*WORK INSTRUCTIONS*.
From the data below, return the exact lines starting at the line containing "Query: black leather racing suit" and ending at the line containing "Query: grass verge", both included, and nothing else.

*DATA EXTRACT*.
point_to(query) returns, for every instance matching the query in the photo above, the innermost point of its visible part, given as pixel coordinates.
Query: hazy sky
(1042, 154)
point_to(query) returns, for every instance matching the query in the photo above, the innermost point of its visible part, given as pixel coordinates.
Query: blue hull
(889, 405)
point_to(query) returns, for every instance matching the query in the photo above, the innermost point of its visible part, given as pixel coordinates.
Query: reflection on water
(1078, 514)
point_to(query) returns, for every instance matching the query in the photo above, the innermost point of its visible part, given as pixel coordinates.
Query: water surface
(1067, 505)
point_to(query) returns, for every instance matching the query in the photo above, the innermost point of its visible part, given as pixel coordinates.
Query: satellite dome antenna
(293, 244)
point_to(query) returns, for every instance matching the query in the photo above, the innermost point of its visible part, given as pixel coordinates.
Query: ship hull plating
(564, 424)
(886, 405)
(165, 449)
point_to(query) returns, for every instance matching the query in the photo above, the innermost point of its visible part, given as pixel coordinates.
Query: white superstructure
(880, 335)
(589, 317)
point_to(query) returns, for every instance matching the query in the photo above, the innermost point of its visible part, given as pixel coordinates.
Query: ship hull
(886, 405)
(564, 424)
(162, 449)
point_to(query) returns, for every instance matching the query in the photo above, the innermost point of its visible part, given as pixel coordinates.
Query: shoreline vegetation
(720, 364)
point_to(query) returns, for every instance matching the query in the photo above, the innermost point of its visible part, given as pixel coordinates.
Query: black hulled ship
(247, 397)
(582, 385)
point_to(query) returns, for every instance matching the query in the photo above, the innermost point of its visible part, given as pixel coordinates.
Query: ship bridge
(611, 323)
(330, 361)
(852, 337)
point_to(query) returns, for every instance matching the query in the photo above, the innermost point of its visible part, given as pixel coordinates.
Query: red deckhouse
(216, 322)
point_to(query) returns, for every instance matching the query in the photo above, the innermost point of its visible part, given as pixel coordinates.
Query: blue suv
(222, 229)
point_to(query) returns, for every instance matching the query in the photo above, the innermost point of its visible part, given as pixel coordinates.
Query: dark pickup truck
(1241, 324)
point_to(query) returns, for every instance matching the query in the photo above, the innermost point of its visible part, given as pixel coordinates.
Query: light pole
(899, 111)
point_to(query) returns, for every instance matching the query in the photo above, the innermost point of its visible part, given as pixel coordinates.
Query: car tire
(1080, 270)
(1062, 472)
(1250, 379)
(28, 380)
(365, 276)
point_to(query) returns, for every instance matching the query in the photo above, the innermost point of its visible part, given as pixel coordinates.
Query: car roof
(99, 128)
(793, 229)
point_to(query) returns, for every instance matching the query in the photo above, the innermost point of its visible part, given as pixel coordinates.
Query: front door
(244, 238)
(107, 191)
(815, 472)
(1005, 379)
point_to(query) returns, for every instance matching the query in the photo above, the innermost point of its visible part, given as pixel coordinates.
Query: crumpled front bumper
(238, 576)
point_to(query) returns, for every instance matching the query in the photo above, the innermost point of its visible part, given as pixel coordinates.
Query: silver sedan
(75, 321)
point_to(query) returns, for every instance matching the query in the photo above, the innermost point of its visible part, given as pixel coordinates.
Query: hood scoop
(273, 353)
==
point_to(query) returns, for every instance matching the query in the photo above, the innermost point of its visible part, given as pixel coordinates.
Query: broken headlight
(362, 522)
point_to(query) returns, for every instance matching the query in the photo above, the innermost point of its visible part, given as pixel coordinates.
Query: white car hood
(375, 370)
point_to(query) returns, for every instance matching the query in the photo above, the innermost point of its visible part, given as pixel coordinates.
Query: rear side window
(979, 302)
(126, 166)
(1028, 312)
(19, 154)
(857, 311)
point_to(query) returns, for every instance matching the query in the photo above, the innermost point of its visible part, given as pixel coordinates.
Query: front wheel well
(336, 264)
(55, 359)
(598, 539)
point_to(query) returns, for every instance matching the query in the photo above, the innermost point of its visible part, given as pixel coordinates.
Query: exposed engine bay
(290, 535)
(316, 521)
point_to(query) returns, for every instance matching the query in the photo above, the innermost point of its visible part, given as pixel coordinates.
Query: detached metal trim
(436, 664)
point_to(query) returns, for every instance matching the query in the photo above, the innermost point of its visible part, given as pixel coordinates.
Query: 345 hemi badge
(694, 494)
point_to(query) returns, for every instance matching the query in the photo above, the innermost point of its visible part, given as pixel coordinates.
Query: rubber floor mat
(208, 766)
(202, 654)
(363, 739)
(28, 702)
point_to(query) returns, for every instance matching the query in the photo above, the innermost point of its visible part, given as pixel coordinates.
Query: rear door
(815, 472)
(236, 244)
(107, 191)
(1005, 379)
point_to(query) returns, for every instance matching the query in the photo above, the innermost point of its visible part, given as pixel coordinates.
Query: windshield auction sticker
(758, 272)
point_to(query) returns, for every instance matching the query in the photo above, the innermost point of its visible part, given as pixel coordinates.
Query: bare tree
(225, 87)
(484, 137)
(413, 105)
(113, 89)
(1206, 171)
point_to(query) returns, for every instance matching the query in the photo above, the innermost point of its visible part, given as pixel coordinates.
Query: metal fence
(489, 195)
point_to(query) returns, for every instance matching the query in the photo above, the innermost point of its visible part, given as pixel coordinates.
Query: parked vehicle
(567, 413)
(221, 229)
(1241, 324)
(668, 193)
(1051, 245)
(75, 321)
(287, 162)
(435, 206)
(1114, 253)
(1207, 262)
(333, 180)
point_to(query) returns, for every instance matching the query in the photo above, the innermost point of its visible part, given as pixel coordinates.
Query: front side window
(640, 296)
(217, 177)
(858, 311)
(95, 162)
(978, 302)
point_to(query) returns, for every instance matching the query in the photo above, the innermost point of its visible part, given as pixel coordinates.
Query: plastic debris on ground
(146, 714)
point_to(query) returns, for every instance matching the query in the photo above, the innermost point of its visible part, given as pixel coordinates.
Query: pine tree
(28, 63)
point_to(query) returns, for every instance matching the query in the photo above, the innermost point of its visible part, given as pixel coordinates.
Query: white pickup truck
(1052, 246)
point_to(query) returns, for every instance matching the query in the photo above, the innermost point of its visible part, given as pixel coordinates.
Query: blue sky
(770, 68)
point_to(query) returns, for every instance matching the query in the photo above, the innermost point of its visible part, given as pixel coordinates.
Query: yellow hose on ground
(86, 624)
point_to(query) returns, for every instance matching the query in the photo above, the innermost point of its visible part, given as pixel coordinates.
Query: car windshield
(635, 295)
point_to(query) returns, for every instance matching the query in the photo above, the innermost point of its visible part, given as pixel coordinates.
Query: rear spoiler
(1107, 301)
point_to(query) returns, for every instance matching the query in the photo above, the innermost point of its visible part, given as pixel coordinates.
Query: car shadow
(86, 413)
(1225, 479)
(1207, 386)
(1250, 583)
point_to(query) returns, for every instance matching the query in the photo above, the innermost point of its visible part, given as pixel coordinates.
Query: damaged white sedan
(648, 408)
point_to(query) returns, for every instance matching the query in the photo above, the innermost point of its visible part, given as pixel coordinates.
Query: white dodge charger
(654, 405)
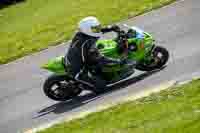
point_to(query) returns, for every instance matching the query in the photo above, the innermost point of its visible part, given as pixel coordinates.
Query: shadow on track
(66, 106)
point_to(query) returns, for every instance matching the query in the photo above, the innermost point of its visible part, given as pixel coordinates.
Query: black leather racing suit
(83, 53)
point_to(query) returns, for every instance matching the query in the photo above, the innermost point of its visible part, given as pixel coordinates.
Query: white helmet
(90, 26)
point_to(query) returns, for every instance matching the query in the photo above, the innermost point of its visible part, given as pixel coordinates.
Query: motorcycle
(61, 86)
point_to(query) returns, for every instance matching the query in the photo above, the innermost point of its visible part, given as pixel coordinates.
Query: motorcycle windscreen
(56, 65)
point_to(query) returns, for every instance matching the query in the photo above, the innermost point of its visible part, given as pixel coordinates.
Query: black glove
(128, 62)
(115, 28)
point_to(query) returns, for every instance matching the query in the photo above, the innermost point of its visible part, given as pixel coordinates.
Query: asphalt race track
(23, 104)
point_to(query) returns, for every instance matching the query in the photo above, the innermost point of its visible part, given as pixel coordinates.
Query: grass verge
--
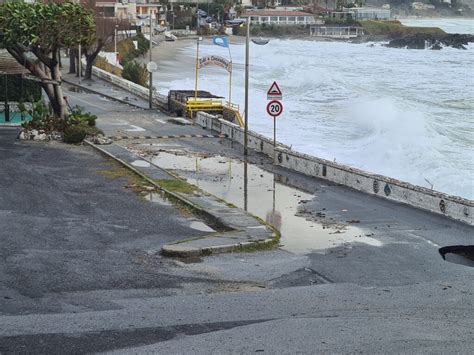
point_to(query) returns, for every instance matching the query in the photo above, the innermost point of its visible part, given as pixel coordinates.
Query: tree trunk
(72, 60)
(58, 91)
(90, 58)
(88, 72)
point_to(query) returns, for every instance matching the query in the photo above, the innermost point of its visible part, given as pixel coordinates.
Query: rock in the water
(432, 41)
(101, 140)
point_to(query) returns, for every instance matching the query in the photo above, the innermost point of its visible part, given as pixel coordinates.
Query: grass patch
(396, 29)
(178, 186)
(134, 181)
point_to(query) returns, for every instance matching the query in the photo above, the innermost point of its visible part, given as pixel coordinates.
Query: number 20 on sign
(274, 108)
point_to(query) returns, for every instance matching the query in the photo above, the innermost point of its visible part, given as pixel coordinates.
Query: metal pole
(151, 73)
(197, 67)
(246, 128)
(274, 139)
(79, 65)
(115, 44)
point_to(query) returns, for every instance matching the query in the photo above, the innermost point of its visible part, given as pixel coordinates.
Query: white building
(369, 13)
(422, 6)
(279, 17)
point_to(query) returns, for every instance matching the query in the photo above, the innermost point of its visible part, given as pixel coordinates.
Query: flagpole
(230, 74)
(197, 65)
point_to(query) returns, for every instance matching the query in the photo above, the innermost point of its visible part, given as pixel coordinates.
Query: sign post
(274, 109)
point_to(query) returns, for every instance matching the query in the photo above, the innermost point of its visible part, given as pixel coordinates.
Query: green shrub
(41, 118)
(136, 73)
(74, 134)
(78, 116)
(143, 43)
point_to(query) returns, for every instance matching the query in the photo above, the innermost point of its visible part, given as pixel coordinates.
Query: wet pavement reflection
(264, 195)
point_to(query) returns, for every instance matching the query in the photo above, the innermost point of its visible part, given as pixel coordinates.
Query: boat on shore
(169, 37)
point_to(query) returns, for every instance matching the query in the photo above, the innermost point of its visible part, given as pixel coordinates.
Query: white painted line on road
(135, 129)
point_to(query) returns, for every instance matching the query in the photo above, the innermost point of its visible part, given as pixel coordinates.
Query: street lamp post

*EXPECTED ANSWER*.
Query: black leather racing suit
(83, 53)
point_to(query) returns, for every instance matching the query in the photo above, the innermost point of its visible part, given as pixel coordinates.
Query: white helmet
(90, 26)
point_to(query) returns, for every instance matching the query in the photo above, the innermost point of its visible part, given as pixel coordinates.
Query: motorcycle
(61, 86)
point_to(query) returns, for every instance matching the query in the photo above, the innermost point of its visible part, given as pixel coordinates.
Query: motorcycle windscreen
(56, 65)
point_to(query) returns, for every instance matching the query in the photo above, the innermost point of its visible part, given as pixel coordinates.
Query: black glove
(128, 62)
(115, 28)
point_to(query) returns, for every instance matching the query in the photo above, the innermost point of its visible part, given as pixel coordinates.
Query: asphalt race track
(23, 104)
point_to(query) returns, for every instance matching the query in the photo above, the innermost point of its visible part, given as pixel coordinates.
Query: grass verge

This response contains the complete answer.